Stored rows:
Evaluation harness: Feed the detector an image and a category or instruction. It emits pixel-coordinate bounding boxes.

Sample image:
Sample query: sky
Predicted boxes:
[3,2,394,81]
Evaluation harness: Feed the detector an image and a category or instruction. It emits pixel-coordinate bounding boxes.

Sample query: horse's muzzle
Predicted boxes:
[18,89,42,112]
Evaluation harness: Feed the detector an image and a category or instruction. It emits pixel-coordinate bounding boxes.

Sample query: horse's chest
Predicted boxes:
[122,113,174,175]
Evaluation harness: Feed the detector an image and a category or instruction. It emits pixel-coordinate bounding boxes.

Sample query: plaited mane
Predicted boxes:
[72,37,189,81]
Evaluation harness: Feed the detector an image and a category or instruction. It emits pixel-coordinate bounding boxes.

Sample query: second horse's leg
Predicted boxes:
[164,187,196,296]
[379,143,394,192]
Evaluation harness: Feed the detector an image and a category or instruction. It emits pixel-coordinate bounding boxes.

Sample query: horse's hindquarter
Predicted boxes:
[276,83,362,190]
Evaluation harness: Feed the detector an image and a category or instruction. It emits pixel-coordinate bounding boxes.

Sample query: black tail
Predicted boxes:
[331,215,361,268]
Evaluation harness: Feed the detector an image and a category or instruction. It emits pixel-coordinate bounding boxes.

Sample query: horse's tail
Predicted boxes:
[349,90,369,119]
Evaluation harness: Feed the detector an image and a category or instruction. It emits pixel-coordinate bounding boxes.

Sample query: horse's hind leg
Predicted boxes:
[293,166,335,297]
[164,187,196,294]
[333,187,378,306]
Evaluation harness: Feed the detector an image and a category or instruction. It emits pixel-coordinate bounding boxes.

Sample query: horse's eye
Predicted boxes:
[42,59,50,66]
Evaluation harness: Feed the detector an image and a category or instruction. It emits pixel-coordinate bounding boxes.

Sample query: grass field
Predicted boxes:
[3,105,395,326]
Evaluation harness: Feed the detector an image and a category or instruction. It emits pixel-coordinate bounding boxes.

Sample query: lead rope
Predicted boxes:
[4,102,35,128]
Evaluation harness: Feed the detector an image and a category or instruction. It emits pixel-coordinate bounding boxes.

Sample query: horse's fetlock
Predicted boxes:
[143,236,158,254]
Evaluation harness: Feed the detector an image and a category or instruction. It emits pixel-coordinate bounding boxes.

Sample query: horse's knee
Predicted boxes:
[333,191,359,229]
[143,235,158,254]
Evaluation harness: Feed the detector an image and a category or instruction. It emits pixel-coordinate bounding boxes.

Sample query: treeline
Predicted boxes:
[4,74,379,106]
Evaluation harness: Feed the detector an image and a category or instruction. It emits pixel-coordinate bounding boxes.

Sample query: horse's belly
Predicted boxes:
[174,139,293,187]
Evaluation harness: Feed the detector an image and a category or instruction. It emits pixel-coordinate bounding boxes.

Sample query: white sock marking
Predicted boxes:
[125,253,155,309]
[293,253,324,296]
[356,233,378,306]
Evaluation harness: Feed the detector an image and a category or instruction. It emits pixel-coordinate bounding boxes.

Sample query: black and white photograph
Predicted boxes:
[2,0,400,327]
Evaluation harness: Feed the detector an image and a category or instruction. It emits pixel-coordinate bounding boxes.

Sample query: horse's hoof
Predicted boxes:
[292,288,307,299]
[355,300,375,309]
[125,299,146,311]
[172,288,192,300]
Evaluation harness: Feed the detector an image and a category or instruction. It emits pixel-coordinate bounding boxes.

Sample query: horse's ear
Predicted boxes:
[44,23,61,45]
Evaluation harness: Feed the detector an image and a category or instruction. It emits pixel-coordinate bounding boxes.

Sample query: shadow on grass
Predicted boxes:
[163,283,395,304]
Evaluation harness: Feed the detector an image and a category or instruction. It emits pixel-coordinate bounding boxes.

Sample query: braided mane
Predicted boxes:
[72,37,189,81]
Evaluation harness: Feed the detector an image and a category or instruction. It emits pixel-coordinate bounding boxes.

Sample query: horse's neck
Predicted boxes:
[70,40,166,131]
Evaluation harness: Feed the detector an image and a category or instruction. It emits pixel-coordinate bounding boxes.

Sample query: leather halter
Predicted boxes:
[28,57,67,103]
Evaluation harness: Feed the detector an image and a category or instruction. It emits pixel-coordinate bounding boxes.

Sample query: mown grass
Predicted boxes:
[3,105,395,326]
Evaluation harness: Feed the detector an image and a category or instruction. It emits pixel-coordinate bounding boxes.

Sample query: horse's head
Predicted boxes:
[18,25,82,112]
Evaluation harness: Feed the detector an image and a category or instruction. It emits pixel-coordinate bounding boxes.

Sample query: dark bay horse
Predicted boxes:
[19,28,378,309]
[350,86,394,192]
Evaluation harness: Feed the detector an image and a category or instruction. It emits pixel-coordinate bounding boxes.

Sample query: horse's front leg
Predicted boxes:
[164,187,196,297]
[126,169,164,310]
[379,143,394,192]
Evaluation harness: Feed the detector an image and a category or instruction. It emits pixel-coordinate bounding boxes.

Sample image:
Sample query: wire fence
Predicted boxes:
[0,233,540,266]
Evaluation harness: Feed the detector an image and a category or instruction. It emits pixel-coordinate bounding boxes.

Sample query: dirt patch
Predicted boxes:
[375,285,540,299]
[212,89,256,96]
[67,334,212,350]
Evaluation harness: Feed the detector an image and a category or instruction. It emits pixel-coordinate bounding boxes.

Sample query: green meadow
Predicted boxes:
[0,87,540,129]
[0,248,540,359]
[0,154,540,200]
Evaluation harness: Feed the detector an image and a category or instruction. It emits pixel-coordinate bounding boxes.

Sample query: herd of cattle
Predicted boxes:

### [SHORT EXERCISE]
Reproduce every one of the rows above word for word.

### [RESPONSE TO THE TASK]
Evaluation harness: Feed the detector an image and a category or instruction. It emits pixel-coordinate bounding boxes.

Sample image:
Sample query: sky
Predicted boxes:
[3,2,394,81]
Evaluation harness: Feed the detector an image and a category or instruction. It emits pixel-coordinate bounding boxes.

Sample query: horse's muzzle
Predicted boxes:
[18,89,42,112]
Evaluation harness: Feed the detector an image and a category or instruction. It emits pixel-coordinate bounding boxes.

Sample query: horse's chest
Predicted boxes:
[122,113,174,175]
Evaluation harness: Feed the detector an image and a category or instruction. It emits pixel-coordinate bounding boxes.

Sample query: plaited mane
Predicted boxes:
[72,37,189,81]
Evaluation harness: Feed the detector an image and a category or instruction. It emits pixel-coordinate bounding boxes.

Sample query: second horse's leg
Predicted boxes:
[164,187,196,296]
[379,143,394,192]
Evaluation harness: Feed the detector an image and a category or instruction. It emits pixel-coordinate bounding boxes.

Sample query: horse's hindquarter
Predicted boxes:
[276,83,362,190]
Evaluation harness: Feed the detector an image and a category or instruction. It emits pixel-coordinate bounding boxes.

Sample query: black tail
Predicted boxes:
[331,215,361,268]
Evaluation harness: Feed the detector an image and a category or instruction. It emits pixel-coordinate bounding boxes.

Sample query: horse's tail
Predicted boxes:
[349,90,369,119]
Evaluation harness: Feed the detector an image and a category or instruction. It emits pixel-coordinate bounding boxes.

Sample query: horse's hind leg
Predicted boxes:
[293,166,335,297]
[164,187,196,294]
[333,187,378,306]
Evaluation harness: Feed the detector an image and a category or instruction. It emits pixel-coordinate bounding boxes.

Sample query: horse's eye
Predicted boxes:
[42,59,50,66]
Evaluation harness: Feed the detector an image and a category or instruction. It emits pixel-coordinate bounding boxes.

Sample query: grass field
Predicted boxes:
[3,105,395,326]
Evaluation harness: Feed the detector an image and a category or instruction. It emits pixel-coordinate bounding boxes.

Sample query: lead rope
Predicted boxes:
[4,102,35,128]
Evaluation harness: Feed the detector an image and a category or instruction. It emits pixel-coordinate bounding boxes.

Sample query: horse's fetlock
Predicted boxes:
[143,236,158,254]
Evaluation harness: Feed the detector an image and a category or instruction. It emits pixel-coordinate bounding boxes.

Sample query: horse's knee
Predicted boxes:
[333,191,359,229]
[143,235,158,254]
Evaluation harness: Feed the detector an image and a category or instruction. It emits pixel-coordinate bounding boxes.

Sample query: treeline
Predicted boxes:
[4,74,379,106]
Evaluation harness: Feed the detector an image and a category or instruction. It emits pixel-coordinate bounding boxes.

Sample query: horse's belly
Predicted boxes:
[174,139,293,187]
Evaluation harness: Feed the detector an image and a category or instruction. It emits pixel-coordinate bounding boxes.

Sample query: white sock marking
Predicted boxes:
[125,253,155,309]
[293,253,324,296]
[356,233,378,306]
Evaluation harness: Feed the detector an image and a category or instruction. It emits pixel-coordinate bounding boxes.

Sample query: black and white photograph
Predicted boxes:
[2,0,400,327]
Evaluation harness: Feed the detector an image and a category or instruction. It emits pixel-coordinate bounding boxes.

Sample query: horse's hoof
Predicted boxes:
[292,288,307,299]
[355,300,375,309]
[125,299,146,311]
[172,288,192,300]
Evaluation harness: Feed the detector an image and a category or instruction. It emits pixel-coordinate bounding boxes.

Sample query: horse's ear
Predicted boxes:
[44,23,61,45]
Evaluation harness: Feed the detector an image and a category or instruction. It emits pixel-coordinate bounding boxes.

Sample query: shadow on grass
Predicted boxes:
[163,283,395,304]
Evaluation harness: Feed the detector an image and a category or instruction. It emits pixel-coordinate bounding boxes.

Sample query: braided mane
Predicted boxes:
[72,37,189,81]
Evaluation harness: Feed the detector an image and a category or instruction. It emits pixel-coordinate bounding boxes.

Sample query: horse's neck
Predicted boxes:
[70,40,166,131]
Evaluation harness: Feed the detector an image and a category or instruction. It emits pixel-coordinate bounding boxes.

Sample query: leather halter
Predicted boxes:
[28,57,67,103]
Evaluation harness: Feed the detector an image and a category or instruction. It emits pixel-coordinate bounding boxes.

Sample query: mown grass
Predicted boxes:
[3,105,395,326]
Evaluation harness: Feed the detector an image and a category or instruction. It emits pixel-coordinate bounding boxes.

Sample query: horse's head
Predicted boxes:
[18,25,82,112]
Evaluation harness: Feed the detector an image and a category or instruction. It emits pixel-coordinate bounding boxes.

Sample query: dark bay horse
Predicted boxes:
[19,28,378,309]
[350,86,394,192]
Evaluation harness: Feed the detector an image and a category or instruction. It emits pixel-coordinate bounding boxes.

Sample query: horse's front leg
Predicted boxes:
[164,187,196,297]
[126,169,164,310]
[379,143,394,192]
Evaluation harness: Feed the detector an image and a category or instruction. It emits pixel-coordinate bounding boxes.

Sample image:
Sample query: wire fence
Predicted boxes:
[0,233,540,266]
Evaluation harness: Feed the detector an image and a category or instruction. It emits pixel-coordinate bounding boxes.

Sample query: dirt patch
Predicted boxes:
[375,285,540,299]
[212,89,256,96]
[67,334,212,350]
Evaluation harness: Feed the detector an image and a category or instruction. It emits pixel-coordinate bounding boxes.

Sample query: green meadow
Predicted boxes:
[0,87,540,129]
[0,248,540,359]
[0,154,540,200]
Evaluation harness: Feed the detector an image and a category or instruction. It emits pixel-coordinate bounding boxes.

Sample query: herd of cattle
Predicted boxes:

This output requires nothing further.